Copy the records below word for word, including every coordinate pair.

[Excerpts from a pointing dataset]
+-------+

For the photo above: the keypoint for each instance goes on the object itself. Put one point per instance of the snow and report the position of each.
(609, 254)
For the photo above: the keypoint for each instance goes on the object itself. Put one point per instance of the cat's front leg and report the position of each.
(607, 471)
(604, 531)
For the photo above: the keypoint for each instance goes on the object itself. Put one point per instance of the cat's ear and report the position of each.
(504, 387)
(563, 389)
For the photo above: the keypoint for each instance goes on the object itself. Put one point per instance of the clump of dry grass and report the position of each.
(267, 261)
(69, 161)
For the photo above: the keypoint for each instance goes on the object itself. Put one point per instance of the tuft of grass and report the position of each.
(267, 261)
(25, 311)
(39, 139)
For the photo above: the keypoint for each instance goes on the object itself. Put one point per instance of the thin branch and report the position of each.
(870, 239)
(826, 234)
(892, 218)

+-------+

COMPLETE OUTPUT:
For the photo above: the keypoint for each instance goes on the object itself. Put one point per instance of the snow and report the position of each.
(609, 254)
For the photo above: the keypoint for each instance goes on the object itself. Put one point per instance of the cat's front leg and report the position of each.
(607, 471)
(604, 531)
For the photo above: the keypoint for each instance goes on the object itself. Put one point per instance of the cat's ear and report the position of each.
(504, 387)
(563, 389)
For the photo above: the keypoint for each instance goes on the object itself. Put one point per instance of the clump of dry grass and report the position of each.
(267, 261)
(69, 161)
For the photo above: the keypoint for each instance goes on the object itself. Put one point per instance of the tuft of grass and report the position of each.
(267, 261)
(25, 311)
(39, 139)
For the photo above: the keypoint for each instance goes on the object itself. Put one point per instance of the thin branch and report the position of each.
(870, 239)
(826, 234)
(892, 218)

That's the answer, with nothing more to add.